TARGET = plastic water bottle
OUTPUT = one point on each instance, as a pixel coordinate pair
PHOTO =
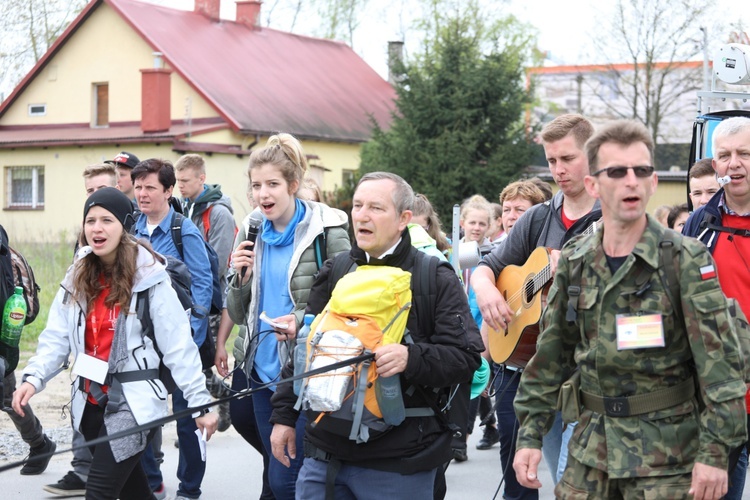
(390, 401)
(300, 351)
(14, 315)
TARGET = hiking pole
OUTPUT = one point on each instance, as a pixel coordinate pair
(456, 234)
(189, 411)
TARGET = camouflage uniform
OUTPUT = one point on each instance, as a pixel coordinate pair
(662, 443)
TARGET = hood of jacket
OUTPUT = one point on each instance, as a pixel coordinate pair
(211, 195)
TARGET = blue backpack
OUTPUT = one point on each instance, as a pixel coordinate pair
(217, 303)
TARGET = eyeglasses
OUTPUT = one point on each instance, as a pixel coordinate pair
(620, 172)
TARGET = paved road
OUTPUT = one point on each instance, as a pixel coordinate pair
(234, 471)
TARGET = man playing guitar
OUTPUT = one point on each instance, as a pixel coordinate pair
(549, 224)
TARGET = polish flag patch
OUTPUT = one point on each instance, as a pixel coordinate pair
(708, 272)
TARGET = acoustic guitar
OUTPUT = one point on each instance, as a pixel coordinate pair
(520, 287)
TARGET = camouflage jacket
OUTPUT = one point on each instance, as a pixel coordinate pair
(664, 442)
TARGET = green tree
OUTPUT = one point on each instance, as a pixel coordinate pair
(458, 127)
(27, 29)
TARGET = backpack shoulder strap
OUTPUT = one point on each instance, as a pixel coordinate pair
(143, 313)
(574, 290)
(342, 264)
(424, 287)
(538, 222)
(669, 249)
(321, 248)
(206, 221)
(176, 230)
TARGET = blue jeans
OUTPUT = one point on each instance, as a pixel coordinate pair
(151, 466)
(242, 414)
(505, 387)
(737, 478)
(281, 478)
(357, 483)
(190, 467)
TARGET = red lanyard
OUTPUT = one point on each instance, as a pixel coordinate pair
(96, 325)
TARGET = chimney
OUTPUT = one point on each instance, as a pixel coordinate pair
(248, 12)
(208, 8)
(155, 97)
(395, 59)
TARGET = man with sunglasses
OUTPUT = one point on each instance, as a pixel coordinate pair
(570, 212)
(645, 354)
(723, 225)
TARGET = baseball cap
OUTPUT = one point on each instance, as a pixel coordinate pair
(125, 159)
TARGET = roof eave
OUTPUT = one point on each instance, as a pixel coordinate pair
(233, 123)
(54, 49)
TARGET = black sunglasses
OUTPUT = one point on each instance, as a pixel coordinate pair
(620, 172)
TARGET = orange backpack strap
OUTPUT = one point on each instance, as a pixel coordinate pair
(207, 221)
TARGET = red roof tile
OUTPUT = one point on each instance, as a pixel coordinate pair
(260, 80)
(83, 134)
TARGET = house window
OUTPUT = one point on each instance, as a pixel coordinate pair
(24, 187)
(101, 104)
(37, 109)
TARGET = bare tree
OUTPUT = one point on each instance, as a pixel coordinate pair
(28, 28)
(646, 45)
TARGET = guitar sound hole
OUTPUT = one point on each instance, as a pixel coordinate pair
(528, 291)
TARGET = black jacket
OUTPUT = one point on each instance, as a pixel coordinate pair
(447, 355)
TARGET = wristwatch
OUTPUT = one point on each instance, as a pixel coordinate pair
(202, 412)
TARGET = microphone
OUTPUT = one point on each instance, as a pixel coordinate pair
(253, 228)
(83, 252)
(723, 181)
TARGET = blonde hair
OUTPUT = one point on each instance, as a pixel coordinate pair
(570, 124)
(423, 207)
(310, 185)
(285, 152)
(527, 190)
(194, 162)
(99, 169)
(476, 202)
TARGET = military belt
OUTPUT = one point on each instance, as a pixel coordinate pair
(628, 406)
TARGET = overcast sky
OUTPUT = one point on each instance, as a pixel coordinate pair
(564, 27)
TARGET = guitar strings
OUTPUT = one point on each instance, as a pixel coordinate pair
(538, 281)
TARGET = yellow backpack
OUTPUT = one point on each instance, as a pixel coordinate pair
(368, 308)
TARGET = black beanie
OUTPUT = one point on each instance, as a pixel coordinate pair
(114, 201)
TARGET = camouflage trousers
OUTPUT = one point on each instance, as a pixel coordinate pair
(582, 482)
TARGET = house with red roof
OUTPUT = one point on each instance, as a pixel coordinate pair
(159, 82)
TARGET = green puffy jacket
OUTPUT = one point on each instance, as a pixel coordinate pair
(242, 304)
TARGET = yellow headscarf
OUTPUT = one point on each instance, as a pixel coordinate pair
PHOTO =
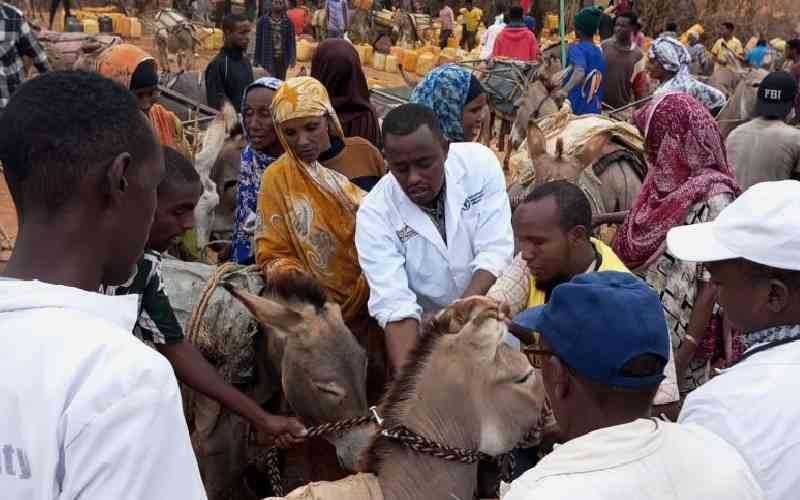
(306, 97)
(307, 212)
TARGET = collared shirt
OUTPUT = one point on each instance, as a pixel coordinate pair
(88, 411)
(752, 405)
(646, 459)
(437, 212)
(409, 268)
(156, 322)
(16, 40)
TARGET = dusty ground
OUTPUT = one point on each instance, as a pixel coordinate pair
(8, 221)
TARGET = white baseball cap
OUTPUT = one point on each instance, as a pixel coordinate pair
(762, 226)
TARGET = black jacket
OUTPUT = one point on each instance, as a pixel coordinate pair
(227, 75)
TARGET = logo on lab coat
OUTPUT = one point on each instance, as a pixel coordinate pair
(472, 200)
(406, 233)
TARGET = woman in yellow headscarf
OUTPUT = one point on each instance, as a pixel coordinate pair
(136, 70)
(308, 201)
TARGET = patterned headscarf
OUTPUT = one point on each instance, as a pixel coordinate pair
(687, 165)
(305, 97)
(674, 57)
(670, 54)
(248, 182)
(446, 91)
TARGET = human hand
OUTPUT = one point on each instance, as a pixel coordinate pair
(286, 431)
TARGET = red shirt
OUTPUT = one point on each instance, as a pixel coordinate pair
(516, 42)
(299, 18)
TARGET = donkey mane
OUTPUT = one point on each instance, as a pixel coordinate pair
(403, 389)
(296, 286)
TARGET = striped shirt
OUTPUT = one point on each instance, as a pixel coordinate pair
(16, 40)
(157, 323)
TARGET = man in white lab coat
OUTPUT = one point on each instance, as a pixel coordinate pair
(436, 229)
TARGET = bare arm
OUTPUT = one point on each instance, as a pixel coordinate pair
(578, 75)
(481, 282)
(192, 369)
(698, 326)
(401, 336)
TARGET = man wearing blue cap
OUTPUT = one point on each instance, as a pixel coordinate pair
(752, 250)
(601, 380)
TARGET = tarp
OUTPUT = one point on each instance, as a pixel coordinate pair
(575, 132)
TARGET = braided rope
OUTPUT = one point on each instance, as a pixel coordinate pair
(403, 435)
(193, 326)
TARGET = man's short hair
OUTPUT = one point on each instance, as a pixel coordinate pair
(62, 125)
(177, 170)
(630, 16)
(408, 118)
(788, 277)
(573, 205)
(230, 21)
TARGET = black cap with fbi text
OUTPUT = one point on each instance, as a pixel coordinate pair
(776, 95)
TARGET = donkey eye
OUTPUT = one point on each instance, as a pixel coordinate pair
(525, 378)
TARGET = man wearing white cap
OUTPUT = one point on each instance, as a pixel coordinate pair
(752, 251)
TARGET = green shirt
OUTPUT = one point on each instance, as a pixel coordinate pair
(157, 322)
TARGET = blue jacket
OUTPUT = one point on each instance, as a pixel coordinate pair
(264, 55)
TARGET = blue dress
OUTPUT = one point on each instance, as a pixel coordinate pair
(586, 98)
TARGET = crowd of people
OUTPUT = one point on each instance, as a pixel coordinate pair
(668, 355)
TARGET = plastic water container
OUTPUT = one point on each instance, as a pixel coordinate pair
(135, 27)
(106, 24)
(410, 61)
(73, 25)
(392, 64)
(305, 50)
(368, 51)
(91, 25)
(219, 39)
(425, 63)
(379, 61)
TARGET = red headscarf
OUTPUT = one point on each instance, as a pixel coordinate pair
(336, 65)
(687, 165)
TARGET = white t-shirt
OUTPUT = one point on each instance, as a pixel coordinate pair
(86, 409)
(646, 459)
(754, 406)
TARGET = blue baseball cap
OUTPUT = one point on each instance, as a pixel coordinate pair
(600, 321)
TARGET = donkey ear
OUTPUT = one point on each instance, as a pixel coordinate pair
(537, 143)
(593, 150)
(267, 312)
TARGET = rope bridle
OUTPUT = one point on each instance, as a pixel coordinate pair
(399, 434)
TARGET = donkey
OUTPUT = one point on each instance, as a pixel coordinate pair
(321, 366)
(462, 387)
(213, 143)
(741, 107)
(175, 35)
(611, 184)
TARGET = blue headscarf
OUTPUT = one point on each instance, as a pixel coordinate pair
(248, 183)
(447, 90)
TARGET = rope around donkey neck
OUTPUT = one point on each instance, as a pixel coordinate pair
(400, 434)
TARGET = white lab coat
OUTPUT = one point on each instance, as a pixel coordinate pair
(409, 268)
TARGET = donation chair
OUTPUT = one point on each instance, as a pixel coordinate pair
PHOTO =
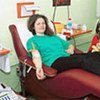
(73, 84)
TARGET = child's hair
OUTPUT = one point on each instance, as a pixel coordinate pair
(98, 29)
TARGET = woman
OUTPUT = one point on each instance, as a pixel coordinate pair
(95, 44)
(45, 47)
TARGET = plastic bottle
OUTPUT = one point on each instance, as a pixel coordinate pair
(69, 25)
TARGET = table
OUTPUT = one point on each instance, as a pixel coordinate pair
(76, 32)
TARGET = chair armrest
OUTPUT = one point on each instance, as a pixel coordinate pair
(77, 51)
(50, 72)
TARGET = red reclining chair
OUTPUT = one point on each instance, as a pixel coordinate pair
(74, 84)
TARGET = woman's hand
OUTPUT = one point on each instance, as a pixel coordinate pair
(40, 74)
(38, 63)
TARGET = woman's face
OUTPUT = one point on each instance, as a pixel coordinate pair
(40, 26)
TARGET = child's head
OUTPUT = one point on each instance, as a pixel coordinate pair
(98, 29)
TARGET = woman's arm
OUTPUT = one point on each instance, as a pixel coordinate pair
(36, 58)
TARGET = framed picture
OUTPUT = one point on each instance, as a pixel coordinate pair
(61, 2)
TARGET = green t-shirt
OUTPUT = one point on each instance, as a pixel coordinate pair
(49, 47)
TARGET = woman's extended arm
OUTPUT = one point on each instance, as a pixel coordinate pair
(36, 58)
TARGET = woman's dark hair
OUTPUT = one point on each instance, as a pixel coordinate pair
(98, 29)
(33, 19)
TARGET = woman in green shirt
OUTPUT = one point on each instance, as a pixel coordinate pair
(45, 47)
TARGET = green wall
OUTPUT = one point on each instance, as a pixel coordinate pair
(81, 12)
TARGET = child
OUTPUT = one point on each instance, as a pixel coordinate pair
(95, 44)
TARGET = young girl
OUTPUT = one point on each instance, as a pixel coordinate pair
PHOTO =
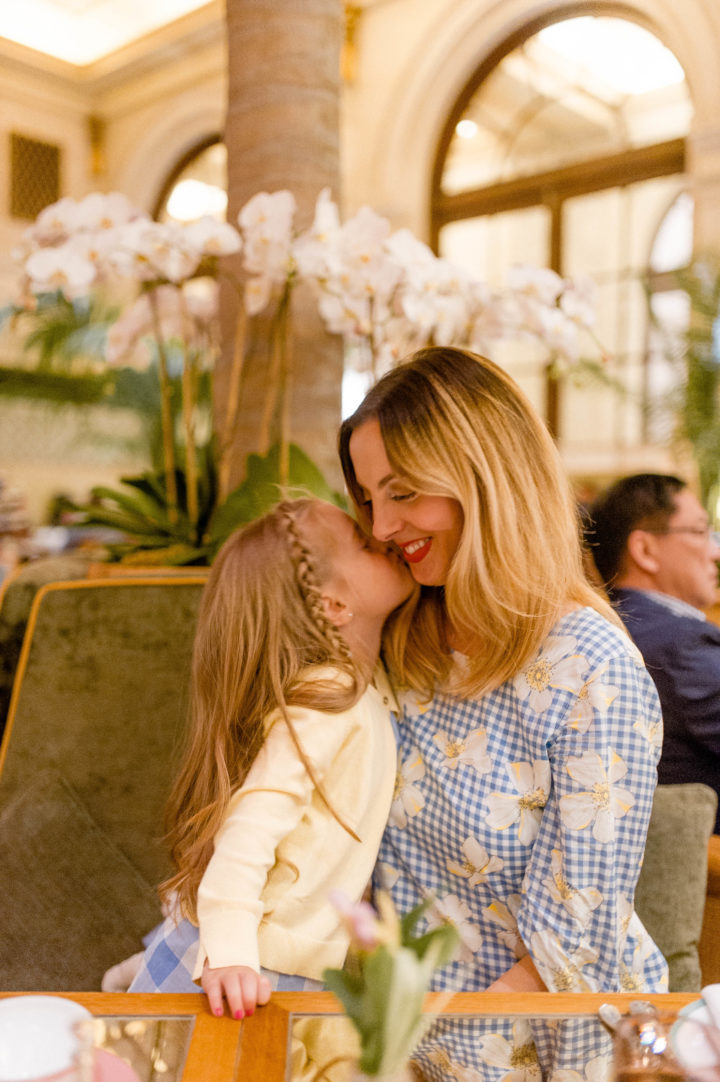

────

**TO DO**
In the records above, find the line containing "TARGET = white lab coat", then please restate it and each line after it word for word, pictures excluded.

**SOLUTION**
TARGET = white lab coat
OUTPUT = one point on each instance, as a pixel coordinate pair
(409, 268)
TARGET = donation chair
OUTPUT = one point on each instance, as a pixel coordinate pair
PHOTO =
(73, 84)
TARGET = child's hair
OUTPUT = one point on each instance, as a pixel coordinate pair
(98, 29)
TARGET = woman
OUTPUT = one point on each instance, as a pixel coordinate pair
(95, 44)
(45, 47)
TARGET = plastic bottle
OUTPUT = one point on each instance, as a pixel coordinate pair
(69, 25)
TARGET = table
OUTPUT = one point on each instance, as a pixel coordinate pair
(76, 32)
TARGET = chair armrest
OUTPUT = one point on each instance, as a pixel coordinate pair
(77, 51)
(50, 72)
TARGET = red reclining chair
OUTPUT = one point on each instance, as a pixel coordinate pair
(74, 84)
TARGET = woman's hand
OUTPUT = one point on each instance, as a pixel coordinate pair
(40, 74)
(38, 63)
TARGET = woman's face
OUTPUT = one point on each instance, as a pixel coordinate pair
(40, 26)
TARGET = child's head
OUTPUT = one point on each instance, as a pixel coordinate pair
(98, 29)
TARGET = woman's arm
OUTPUT = one point on each instance, as a pixel coordinate pair
(36, 58)
TARGET = framed picture
OUTPUT = one point on each instance, as a pixel coordinate pair
(61, 2)
TARGET = green t-shirt
OUTPUT = one point on each instance, as a pixel coordinate pair
(49, 47)
TARGET = woman's extended arm
OUTPUT = one point on each instance, as a pixel coordinate pair
(36, 58)
TARGET = woman's dark hair
OUTPUT = one point on each instance, as a pixel coordinate pair
(98, 29)
(33, 19)
TARGET = woman in green shirt
OUTPUT = one point on each instance, as a pixel coordinate pair
(45, 47)
TARGET = green wall
OUTPUT = one point on each instance, as a pixel coordinate pair
(81, 12)
TARGET = child
OUTPUT = one point on each instance, as a pixel coordinate pair
(95, 44)
TARGET = young girl
OUTPUT = one point on each instance, as a pixel coordinate pair
PHOTO =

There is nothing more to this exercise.